* What the task requires:
The reply should consist of the full listing, written out exactly.

* Data provided:
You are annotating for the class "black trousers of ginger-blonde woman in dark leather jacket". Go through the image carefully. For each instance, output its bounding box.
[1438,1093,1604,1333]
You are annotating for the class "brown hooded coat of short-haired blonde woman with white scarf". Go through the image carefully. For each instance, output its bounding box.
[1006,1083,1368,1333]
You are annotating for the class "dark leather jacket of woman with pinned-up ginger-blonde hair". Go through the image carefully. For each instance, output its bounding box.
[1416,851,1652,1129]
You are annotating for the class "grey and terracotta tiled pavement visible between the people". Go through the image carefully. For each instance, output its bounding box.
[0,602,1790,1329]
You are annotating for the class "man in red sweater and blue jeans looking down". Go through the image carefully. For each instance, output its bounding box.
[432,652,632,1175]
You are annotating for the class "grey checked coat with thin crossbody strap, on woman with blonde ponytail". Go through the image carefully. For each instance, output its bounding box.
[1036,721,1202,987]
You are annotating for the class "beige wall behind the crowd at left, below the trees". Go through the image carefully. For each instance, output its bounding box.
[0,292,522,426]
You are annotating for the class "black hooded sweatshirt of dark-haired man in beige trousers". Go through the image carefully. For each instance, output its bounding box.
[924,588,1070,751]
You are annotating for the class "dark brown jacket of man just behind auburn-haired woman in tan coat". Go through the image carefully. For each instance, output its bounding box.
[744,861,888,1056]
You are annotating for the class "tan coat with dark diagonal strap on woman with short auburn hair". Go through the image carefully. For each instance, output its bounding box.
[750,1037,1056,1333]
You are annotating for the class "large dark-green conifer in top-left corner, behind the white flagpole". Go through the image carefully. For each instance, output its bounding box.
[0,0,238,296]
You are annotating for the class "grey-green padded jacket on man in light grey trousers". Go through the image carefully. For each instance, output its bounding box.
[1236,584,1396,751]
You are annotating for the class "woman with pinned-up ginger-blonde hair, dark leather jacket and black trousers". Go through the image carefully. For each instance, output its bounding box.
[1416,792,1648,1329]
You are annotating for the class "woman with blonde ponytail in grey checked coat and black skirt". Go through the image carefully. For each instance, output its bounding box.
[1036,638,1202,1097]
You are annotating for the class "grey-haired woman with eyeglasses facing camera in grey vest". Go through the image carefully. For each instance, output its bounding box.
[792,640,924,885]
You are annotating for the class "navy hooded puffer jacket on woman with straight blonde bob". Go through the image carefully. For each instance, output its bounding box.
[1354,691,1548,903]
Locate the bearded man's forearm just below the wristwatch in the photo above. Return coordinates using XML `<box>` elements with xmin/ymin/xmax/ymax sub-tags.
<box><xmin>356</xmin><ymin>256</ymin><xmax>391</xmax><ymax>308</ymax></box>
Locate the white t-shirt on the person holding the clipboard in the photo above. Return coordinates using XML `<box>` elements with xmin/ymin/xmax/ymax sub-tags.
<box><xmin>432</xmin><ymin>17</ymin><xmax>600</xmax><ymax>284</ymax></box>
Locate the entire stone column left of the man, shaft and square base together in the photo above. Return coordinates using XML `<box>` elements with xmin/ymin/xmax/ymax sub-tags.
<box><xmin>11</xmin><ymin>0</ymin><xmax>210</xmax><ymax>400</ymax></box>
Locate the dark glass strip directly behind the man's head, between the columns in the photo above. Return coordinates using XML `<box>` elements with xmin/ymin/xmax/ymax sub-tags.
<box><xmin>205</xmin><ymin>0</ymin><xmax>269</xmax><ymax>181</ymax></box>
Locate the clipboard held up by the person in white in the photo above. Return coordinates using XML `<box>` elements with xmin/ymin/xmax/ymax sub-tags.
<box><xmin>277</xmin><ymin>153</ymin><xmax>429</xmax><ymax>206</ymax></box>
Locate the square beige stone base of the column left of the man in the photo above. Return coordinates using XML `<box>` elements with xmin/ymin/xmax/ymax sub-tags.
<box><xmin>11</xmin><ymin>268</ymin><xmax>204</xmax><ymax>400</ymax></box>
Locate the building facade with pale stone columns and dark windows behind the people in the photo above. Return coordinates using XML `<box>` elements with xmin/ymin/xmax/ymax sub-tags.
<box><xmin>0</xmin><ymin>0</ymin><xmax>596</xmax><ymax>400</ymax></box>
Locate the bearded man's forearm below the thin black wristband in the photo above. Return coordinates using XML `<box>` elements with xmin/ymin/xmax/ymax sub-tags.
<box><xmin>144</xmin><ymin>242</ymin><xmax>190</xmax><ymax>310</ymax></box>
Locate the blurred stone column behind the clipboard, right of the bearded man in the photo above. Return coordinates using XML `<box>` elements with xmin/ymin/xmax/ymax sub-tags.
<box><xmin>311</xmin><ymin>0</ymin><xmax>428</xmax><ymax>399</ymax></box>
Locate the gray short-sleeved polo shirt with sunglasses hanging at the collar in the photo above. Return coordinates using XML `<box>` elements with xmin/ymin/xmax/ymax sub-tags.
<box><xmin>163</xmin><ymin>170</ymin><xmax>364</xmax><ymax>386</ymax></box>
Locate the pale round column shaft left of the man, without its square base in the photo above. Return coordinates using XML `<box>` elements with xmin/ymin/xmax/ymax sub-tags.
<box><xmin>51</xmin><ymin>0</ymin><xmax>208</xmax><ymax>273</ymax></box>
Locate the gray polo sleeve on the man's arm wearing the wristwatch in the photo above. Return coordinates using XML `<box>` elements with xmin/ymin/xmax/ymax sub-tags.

* Response area:
You are annotating for the class "black trousers of ginger-blonde woman in dark leather jacket". Go through the image carefully. For each instance, output its bounding box.
[1438,1093,1604,1333]
You are annotating for the class "brown hooded coat of short-haired blonde woman with white scarf". Go through the image carefully. For each instance, output its bounding box.
[1006,1083,1368,1333]
You are annotating for the class "dark leather jacket of woman with pinned-up ginger-blonde hair". Go through the image carefully. For each instance, output its bounding box.
[1416,851,1652,1129]
You are annotating for the class "grey and terracotta tiled pavement visible between the people". Go through the image carefully. For each instance, output its bounding box.
[0,602,1790,1329]
You are annotating for the class "man in red sweater and blue jeans looking down". Go through the image carefully. For each instance, output its bounding box.
[432,652,632,1175]
You are annotating for the class "grey checked coat with thin crossbody strap, on woman with blonde ponytail". Go through the image carefully. For each instance, output its bounding box.
[1036,721,1202,987]
You are annotating for the class "beige wall behind the crowd at left, below the trees". Go through the image carefully. For each instance, output its bounding box.
[0,292,522,426]
You are annotating for the class "black hooded sweatshirt of dark-haired man in beige trousers". Go through the image carefully. For each instance, output its bounding box.
[924,588,1070,751]
You are annotating for the class "dark brown jacket of man just behind auburn-haired woman in tan coat". Go through the image carefully. For each instance, output its bounding box.
[744,861,888,1056]
You are annotating for the class "tan coat with dark diagonal strap on woman with short auburn hair". Go through the image carefully. For each instance, output its bounding box.
[750,1037,1056,1333]
You are annotating for the class "large dark-green conifer in top-left corner, behind the white flagpole". Go through the image carefully. For each instance, output its bounding box.
[0,0,238,296]
You are annotating for the class "grey-green padded jacket on man in light grey trousers". Go through the image carefully. For each instance, output its bounding box.
[1236,584,1396,751]
You are annotating for the class "woman with pinned-up ginger-blonde hair, dark leather jacket and black trousers". Go through the image carefully. For each instance, output its bounding box.
[1416,792,1648,1329]
You are annotating for the class "woman with blonde ponytail in grey checked coat and black skirt". Go through the image carefully. For each instance, output its bounding box.
[1036,638,1202,1097]
You are annotating for the class "grey-haired woman with eyeglasses facing camera in grey vest". Go through the image carefully. For each instance, output its bounding box.
[792,640,924,885]
You are annotating for the class "navy hooded puffer jacket on woman with straight blonde bob". Go through the image carefully. For each instance, output its bounding box.
[1354,691,1548,903]
Locate the bearded man's forearm just below the wristwatch in the photo above. Return coordinates using XML `<box>` elements with xmin/ymin/xmax/ymax sub-tags.
<box><xmin>356</xmin><ymin>256</ymin><xmax>391</xmax><ymax>308</ymax></box>
Locate the white t-shirt on the person holding the clipboard in the photo above. Return coordinates using XML `<box>` elements with xmin/ymin/xmax/ymax sub-tags.
<box><xmin>432</xmin><ymin>17</ymin><xmax>600</xmax><ymax>284</ymax></box>
Locate the entire stone column left of the man, shaft and square base together in the photo above. Return coordinates using XML `<box>` elements with xmin/ymin/xmax/ymax sub-tags.
<box><xmin>11</xmin><ymin>0</ymin><xmax>210</xmax><ymax>400</ymax></box>
Locate the dark glass strip directly behind the man's head, between the columns in the photo above. Return coordinates using XML `<box>` elements with xmin/ymin/xmax/ymax sub-tags.
<box><xmin>205</xmin><ymin>0</ymin><xmax>269</xmax><ymax>181</ymax></box>
Locate the clipboard held up by the person in white in the photo above. Return coordinates using XML `<box>` elements with xmin/ymin/xmax/ymax sub-tags.
<box><xmin>277</xmin><ymin>153</ymin><xmax>429</xmax><ymax>206</ymax></box>
Locate the square beige stone base of the column left of the man in the photo above. Return coordinates using XML `<box>` elements with xmin/ymin/xmax/ymax sub-tags.
<box><xmin>11</xmin><ymin>268</ymin><xmax>204</xmax><ymax>400</ymax></box>
Locate the building facade with pale stone columns and dark windows behind the people in the photo above. Return coordinates using XML `<box>` elements with xmin/ymin/xmax/ymax sub-tags.
<box><xmin>0</xmin><ymin>0</ymin><xmax>596</xmax><ymax>400</ymax></box>
Locate the bearded man's forearm below the thin black wristband in the photo above. Return coordinates using XML `<box>` elements with xmin/ymin/xmax/ymax sub-tags.
<box><xmin>144</xmin><ymin>242</ymin><xmax>190</xmax><ymax>310</ymax></box>
Locate the blurred stone column behind the clipboard, right of the bearded man in the photo above. Return coordinates using XML `<box>` elements with xmin/ymin/xmax/ymax sub-tags.
<box><xmin>311</xmin><ymin>0</ymin><xmax>428</xmax><ymax>399</ymax></box>
Locate the gray short-sleeved polo shirt with sunglasses hanging at the collar in the photo above. Return coordinates using XML `<box>` elements with xmin/ymin/xmax/ymax sub-tags.
<box><xmin>163</xmin><ymin>170</ymin><xmax>364</xmax><ymax>386</ymax></box>
Locate the pale round column shaft left of the man, without its square base in the photo above. Return coordinates using XML `<box>` elements with xmin/ymin/xmax/ymax sub-tags.
<box><xmin>51</xmin><ymin>0</ymin><xmax>208</xmax><ymax>273</ymax></box>
Locate the gray polo sleeve on the man's arm wearing the wristwatch in the photo above. Return coordinates using XML `<box>` elements with xmin/ymin/xmax/ymax sub-tags.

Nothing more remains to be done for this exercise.